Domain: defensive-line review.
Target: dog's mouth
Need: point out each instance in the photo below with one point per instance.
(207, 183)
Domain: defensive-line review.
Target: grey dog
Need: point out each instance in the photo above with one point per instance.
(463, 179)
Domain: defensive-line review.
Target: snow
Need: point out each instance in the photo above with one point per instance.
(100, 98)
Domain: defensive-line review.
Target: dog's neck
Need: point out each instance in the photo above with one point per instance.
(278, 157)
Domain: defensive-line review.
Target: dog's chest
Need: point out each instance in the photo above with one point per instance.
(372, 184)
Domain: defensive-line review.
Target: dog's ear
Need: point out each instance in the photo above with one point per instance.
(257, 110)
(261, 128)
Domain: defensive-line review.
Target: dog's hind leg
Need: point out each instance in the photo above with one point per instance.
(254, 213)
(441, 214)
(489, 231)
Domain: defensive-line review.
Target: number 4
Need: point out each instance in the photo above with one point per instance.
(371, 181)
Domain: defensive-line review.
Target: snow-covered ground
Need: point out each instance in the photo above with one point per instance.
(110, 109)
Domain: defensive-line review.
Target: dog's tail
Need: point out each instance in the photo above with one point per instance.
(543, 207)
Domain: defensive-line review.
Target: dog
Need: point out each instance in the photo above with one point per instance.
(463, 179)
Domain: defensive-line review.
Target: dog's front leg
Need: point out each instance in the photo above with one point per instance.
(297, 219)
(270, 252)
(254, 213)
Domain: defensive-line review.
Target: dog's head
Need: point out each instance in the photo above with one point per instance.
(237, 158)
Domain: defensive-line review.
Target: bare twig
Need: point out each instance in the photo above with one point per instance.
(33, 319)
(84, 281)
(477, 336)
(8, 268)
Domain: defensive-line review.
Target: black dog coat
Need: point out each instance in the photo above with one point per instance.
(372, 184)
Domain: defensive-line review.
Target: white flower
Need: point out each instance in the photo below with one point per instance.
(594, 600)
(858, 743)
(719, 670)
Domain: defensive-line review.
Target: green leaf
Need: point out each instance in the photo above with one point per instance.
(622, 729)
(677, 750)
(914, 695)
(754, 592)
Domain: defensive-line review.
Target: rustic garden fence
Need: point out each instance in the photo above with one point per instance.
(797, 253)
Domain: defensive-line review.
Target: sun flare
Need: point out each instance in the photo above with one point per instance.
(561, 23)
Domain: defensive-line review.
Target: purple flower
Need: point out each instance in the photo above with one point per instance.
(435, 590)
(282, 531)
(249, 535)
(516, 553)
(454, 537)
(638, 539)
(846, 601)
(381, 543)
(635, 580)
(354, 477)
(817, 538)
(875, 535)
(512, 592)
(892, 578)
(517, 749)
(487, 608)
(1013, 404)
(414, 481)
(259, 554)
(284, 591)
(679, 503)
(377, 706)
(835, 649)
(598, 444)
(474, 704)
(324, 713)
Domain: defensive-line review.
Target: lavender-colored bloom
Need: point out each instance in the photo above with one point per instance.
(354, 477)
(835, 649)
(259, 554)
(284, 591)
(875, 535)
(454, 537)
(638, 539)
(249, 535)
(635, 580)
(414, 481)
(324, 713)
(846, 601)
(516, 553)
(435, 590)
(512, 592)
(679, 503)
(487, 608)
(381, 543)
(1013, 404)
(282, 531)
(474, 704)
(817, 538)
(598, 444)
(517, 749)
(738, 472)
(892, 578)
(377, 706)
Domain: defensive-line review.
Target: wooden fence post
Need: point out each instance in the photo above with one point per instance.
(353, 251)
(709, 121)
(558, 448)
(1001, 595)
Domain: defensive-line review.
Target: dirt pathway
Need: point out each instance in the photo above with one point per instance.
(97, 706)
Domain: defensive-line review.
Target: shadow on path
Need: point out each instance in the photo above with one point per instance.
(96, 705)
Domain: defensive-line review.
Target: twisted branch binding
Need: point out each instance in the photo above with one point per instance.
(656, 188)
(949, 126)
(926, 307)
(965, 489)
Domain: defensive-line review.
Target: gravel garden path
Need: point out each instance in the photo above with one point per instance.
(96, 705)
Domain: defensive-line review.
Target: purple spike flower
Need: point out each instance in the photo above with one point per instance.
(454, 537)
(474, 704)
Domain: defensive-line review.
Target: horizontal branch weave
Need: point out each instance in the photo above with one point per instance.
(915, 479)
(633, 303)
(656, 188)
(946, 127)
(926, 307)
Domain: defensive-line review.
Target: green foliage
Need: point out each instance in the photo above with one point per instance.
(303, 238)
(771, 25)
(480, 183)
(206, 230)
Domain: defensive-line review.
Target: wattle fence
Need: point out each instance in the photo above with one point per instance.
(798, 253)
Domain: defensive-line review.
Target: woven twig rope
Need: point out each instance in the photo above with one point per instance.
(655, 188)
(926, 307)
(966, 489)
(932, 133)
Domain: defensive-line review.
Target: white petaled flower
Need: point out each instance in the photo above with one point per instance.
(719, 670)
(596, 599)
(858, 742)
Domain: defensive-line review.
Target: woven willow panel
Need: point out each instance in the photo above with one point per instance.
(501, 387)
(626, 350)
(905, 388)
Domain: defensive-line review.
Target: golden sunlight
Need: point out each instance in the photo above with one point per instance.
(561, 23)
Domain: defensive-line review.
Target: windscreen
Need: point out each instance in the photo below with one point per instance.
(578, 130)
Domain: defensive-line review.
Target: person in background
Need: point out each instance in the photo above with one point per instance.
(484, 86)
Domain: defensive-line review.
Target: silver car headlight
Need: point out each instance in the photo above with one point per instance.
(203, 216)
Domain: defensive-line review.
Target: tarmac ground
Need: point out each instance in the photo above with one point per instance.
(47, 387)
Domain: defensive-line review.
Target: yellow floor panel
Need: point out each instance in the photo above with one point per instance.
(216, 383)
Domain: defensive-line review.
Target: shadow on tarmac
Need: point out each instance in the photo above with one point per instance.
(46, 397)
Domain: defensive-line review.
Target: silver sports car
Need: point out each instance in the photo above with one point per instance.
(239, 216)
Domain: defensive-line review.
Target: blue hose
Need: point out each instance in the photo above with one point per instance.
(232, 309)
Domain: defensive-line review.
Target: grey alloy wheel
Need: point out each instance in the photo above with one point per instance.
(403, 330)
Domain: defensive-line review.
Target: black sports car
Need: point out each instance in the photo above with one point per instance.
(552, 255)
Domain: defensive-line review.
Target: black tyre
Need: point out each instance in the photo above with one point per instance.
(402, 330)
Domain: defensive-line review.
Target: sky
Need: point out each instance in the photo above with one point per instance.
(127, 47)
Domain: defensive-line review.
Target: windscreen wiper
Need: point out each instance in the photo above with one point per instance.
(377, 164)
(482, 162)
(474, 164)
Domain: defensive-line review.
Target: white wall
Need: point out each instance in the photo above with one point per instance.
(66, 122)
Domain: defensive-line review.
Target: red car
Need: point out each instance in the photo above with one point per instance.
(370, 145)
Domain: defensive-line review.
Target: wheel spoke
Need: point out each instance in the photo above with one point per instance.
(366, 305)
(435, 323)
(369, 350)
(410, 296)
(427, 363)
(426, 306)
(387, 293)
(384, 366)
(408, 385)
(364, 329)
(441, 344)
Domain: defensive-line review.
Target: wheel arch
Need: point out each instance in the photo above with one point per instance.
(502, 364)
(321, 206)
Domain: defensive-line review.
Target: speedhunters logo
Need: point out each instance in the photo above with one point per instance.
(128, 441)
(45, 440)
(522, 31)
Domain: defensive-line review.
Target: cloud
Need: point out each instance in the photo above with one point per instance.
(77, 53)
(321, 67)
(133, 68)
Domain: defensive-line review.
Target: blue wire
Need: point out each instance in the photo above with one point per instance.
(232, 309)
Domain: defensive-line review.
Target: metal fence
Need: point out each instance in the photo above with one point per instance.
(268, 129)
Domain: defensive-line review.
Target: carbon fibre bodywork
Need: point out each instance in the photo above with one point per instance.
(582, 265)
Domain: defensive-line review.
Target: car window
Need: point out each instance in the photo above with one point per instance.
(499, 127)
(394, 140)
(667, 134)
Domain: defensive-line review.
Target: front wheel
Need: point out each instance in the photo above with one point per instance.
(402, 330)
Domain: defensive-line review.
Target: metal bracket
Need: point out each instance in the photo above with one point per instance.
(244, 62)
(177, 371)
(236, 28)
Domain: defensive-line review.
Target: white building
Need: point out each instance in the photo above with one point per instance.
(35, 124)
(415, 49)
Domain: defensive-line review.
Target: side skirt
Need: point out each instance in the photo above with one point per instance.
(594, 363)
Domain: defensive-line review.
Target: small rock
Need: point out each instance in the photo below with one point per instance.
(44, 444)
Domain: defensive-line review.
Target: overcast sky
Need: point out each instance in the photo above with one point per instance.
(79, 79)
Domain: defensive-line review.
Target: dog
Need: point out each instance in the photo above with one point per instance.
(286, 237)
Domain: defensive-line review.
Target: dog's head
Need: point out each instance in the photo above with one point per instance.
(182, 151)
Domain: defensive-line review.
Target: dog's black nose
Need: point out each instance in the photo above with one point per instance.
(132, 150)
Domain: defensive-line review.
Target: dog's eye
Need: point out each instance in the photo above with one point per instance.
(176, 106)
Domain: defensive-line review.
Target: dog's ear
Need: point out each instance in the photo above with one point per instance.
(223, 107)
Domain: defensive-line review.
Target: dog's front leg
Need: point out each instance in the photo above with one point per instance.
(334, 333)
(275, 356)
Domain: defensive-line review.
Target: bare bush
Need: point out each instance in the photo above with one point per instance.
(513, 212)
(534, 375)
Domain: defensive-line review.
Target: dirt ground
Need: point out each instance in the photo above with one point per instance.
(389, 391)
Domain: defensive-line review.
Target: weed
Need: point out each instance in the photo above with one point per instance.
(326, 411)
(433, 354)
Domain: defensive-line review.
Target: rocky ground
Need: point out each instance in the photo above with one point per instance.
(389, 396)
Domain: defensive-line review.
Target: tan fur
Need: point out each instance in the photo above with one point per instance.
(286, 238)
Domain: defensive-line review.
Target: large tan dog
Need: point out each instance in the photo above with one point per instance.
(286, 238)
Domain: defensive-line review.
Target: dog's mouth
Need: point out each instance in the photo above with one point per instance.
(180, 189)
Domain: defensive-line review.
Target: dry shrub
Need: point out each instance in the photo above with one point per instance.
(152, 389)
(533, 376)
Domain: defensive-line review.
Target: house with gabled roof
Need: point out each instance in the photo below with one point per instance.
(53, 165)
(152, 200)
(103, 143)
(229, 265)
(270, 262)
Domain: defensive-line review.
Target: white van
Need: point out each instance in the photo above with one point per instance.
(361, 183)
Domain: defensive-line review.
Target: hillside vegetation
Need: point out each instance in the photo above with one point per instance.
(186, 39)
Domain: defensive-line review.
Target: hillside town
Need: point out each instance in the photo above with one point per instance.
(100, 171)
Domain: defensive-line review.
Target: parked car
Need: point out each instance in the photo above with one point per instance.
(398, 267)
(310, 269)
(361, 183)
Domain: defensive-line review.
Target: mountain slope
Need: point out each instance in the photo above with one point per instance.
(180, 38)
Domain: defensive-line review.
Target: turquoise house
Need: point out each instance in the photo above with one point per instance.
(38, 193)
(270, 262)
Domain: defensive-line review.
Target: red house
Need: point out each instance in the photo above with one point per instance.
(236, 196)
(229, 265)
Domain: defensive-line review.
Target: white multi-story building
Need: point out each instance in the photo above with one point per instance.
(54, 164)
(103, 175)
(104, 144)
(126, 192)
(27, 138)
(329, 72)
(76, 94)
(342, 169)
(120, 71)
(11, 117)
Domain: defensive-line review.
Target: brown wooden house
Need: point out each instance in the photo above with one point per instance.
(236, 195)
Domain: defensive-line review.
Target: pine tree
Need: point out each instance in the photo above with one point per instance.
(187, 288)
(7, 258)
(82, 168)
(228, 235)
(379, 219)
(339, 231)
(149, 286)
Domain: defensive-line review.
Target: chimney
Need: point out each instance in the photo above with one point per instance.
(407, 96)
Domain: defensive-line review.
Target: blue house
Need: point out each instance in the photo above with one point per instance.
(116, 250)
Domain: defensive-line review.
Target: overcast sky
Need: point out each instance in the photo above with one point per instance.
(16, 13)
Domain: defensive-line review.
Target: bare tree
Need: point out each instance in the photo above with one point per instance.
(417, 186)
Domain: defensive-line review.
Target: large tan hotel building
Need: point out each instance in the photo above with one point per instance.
——————————
REQUIRED WORK: Report every line above that contains the word "bare", copying each such line in full.

OUTPUT FOR THIS EXERCISE:
Target: bare twig
Target: bare bush
Target: bare tree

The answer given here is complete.